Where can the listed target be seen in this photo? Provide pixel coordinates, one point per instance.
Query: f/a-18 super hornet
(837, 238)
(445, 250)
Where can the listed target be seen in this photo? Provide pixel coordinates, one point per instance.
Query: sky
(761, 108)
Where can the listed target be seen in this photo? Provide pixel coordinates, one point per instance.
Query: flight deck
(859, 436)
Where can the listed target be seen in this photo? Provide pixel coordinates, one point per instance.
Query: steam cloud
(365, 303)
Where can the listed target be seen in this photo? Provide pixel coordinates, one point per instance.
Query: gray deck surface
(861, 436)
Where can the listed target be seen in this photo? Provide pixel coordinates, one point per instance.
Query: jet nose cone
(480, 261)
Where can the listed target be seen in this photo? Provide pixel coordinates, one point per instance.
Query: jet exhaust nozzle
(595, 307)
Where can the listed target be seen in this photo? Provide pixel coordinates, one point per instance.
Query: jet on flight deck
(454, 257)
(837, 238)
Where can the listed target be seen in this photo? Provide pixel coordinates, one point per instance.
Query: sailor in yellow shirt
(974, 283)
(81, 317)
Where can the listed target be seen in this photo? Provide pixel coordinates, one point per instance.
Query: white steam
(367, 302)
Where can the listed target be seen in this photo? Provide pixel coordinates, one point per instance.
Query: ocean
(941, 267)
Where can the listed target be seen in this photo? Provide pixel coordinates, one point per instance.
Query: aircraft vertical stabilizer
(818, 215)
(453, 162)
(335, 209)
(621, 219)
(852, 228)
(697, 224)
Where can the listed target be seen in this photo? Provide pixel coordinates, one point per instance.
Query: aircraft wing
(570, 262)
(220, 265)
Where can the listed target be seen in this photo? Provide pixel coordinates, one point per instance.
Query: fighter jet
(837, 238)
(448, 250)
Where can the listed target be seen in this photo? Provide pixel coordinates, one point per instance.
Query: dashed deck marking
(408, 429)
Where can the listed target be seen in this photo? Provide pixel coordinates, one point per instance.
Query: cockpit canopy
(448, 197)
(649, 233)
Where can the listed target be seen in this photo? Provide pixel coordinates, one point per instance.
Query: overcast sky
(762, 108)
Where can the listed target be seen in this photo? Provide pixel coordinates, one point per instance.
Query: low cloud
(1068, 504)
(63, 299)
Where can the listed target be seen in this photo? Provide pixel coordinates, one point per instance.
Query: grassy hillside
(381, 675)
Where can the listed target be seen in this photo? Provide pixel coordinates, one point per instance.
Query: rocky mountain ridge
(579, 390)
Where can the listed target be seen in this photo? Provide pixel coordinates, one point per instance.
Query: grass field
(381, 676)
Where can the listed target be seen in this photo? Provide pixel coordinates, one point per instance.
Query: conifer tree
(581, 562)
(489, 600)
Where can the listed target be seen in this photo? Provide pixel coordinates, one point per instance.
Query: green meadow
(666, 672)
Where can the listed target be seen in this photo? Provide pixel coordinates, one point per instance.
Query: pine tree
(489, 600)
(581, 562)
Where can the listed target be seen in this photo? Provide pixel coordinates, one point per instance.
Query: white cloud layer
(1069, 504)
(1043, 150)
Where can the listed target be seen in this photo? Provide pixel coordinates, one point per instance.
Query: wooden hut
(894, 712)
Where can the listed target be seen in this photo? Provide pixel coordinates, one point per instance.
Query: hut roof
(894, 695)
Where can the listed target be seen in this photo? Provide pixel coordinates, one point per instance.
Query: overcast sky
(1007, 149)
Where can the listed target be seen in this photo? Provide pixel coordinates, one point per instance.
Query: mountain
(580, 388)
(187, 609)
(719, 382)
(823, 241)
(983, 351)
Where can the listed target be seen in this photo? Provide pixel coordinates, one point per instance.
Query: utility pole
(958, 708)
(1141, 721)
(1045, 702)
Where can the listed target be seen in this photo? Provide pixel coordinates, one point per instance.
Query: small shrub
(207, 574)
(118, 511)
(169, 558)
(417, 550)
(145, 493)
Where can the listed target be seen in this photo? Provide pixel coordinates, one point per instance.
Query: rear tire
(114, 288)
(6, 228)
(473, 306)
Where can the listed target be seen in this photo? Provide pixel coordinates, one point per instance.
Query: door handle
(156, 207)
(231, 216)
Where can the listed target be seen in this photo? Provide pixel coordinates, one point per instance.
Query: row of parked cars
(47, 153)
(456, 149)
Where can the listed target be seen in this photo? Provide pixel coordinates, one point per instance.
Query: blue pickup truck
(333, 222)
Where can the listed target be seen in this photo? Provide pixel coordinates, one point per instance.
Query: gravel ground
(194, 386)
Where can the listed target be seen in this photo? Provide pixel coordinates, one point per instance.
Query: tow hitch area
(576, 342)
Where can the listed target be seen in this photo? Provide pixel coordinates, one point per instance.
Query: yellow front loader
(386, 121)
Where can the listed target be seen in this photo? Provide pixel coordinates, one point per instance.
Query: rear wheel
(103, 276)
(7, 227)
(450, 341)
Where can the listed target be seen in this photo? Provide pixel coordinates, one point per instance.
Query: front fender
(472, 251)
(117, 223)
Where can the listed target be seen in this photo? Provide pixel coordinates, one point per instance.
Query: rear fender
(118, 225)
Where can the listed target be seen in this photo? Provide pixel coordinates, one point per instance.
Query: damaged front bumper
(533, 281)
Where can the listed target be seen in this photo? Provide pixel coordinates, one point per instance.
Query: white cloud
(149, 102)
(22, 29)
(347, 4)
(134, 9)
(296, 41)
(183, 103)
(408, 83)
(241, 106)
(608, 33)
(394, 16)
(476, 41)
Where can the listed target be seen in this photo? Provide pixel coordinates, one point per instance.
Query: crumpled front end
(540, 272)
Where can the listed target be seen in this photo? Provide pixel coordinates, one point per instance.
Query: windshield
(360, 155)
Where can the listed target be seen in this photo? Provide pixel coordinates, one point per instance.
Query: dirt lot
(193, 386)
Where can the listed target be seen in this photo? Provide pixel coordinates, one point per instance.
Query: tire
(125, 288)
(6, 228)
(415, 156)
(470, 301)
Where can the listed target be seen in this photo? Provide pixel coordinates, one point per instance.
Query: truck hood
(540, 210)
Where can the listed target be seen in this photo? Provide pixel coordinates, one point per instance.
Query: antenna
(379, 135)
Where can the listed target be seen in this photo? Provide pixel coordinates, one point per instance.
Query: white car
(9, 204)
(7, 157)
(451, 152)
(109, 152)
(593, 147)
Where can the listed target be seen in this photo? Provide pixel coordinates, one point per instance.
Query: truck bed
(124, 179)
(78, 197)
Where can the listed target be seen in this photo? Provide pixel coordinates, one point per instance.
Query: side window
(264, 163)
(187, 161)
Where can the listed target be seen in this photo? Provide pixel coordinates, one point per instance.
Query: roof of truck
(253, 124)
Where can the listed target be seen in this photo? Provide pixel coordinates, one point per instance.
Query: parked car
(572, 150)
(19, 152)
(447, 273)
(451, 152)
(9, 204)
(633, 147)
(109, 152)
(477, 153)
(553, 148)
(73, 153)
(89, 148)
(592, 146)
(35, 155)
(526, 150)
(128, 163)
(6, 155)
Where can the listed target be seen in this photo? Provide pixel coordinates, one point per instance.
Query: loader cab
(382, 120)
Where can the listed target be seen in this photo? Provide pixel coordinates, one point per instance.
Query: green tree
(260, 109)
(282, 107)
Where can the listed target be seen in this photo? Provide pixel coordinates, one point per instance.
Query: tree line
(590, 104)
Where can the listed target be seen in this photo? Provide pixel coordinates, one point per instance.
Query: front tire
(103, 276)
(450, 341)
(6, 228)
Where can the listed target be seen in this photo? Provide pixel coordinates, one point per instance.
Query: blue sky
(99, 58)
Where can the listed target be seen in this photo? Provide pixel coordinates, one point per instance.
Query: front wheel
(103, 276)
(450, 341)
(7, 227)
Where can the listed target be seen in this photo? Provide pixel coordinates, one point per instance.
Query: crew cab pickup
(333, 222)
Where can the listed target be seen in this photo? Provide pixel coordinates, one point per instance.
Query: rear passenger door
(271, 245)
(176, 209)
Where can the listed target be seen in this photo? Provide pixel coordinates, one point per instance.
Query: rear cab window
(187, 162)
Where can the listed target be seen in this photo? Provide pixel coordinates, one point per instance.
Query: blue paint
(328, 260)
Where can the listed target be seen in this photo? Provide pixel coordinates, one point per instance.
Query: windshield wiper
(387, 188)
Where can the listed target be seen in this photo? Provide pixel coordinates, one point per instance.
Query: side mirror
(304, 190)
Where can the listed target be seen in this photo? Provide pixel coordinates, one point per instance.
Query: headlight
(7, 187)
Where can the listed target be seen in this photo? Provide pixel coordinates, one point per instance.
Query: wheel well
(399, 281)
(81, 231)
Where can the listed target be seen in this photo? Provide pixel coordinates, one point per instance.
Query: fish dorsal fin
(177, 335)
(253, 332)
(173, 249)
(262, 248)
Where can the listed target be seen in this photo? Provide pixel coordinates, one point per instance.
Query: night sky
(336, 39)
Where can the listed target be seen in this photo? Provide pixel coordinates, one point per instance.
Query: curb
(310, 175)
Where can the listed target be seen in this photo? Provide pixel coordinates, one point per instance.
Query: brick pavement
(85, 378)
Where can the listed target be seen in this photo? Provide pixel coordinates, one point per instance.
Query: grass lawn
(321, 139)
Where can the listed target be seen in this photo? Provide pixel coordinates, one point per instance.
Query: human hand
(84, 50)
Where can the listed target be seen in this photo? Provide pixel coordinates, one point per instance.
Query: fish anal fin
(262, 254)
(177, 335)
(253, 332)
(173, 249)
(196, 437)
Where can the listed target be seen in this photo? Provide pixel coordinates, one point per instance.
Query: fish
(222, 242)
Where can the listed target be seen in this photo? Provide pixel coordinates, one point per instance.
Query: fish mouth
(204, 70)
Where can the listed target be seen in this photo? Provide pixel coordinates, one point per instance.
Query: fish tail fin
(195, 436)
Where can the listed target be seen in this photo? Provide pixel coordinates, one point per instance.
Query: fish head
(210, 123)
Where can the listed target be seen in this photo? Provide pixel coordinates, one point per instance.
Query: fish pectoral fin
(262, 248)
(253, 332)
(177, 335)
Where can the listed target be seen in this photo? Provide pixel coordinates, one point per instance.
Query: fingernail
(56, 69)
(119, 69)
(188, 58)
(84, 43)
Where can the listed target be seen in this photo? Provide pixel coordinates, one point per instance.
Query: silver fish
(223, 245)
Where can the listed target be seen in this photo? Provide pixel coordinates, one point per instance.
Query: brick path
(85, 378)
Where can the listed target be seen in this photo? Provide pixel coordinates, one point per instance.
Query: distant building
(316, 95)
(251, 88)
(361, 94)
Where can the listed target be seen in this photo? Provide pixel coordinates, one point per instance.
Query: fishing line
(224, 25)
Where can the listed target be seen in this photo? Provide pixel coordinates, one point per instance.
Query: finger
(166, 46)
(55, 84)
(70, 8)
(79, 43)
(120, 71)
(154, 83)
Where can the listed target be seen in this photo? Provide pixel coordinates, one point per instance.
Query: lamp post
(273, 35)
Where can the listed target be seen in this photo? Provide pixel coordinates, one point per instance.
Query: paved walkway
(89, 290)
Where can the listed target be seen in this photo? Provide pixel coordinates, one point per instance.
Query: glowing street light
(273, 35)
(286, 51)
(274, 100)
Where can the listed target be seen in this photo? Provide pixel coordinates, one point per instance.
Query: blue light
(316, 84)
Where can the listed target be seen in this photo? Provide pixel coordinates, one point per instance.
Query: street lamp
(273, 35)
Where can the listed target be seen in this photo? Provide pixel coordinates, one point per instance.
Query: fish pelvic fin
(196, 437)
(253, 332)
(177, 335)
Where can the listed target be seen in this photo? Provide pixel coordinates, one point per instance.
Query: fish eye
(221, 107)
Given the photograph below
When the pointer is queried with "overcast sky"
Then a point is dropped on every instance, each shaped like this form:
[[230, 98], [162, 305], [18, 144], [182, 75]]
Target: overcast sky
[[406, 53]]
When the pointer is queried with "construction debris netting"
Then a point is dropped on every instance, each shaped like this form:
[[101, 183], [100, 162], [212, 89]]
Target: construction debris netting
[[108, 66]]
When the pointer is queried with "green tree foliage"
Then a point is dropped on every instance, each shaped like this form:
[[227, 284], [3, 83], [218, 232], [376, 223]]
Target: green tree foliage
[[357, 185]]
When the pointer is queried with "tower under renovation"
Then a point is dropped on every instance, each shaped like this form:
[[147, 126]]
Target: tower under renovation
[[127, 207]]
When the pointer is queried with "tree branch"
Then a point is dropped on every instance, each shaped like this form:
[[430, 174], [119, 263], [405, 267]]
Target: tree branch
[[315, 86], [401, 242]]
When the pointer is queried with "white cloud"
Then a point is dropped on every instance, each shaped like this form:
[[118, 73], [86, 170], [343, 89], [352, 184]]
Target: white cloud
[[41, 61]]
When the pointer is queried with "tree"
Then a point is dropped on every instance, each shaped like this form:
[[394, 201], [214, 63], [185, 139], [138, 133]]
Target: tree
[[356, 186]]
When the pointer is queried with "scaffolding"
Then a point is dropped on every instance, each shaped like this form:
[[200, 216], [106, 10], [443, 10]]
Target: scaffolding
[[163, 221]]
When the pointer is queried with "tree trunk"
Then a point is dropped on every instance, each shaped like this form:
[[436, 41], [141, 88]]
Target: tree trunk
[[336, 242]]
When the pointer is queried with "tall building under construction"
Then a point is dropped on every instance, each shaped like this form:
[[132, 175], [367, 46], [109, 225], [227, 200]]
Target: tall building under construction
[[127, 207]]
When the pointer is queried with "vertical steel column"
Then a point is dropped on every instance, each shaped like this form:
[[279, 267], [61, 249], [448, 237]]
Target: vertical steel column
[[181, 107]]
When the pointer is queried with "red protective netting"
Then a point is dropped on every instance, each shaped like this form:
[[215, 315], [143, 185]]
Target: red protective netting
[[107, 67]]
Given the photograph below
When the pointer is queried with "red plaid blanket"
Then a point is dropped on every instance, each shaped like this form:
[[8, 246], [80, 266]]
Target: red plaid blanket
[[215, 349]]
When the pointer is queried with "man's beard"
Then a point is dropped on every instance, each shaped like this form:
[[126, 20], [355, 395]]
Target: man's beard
——————
= Exercise goal =
Please copy each line of the records above in which the word "beard" can be found.

= Exercise result =
When the pointer is queried with "man's beard"
Target: man's beard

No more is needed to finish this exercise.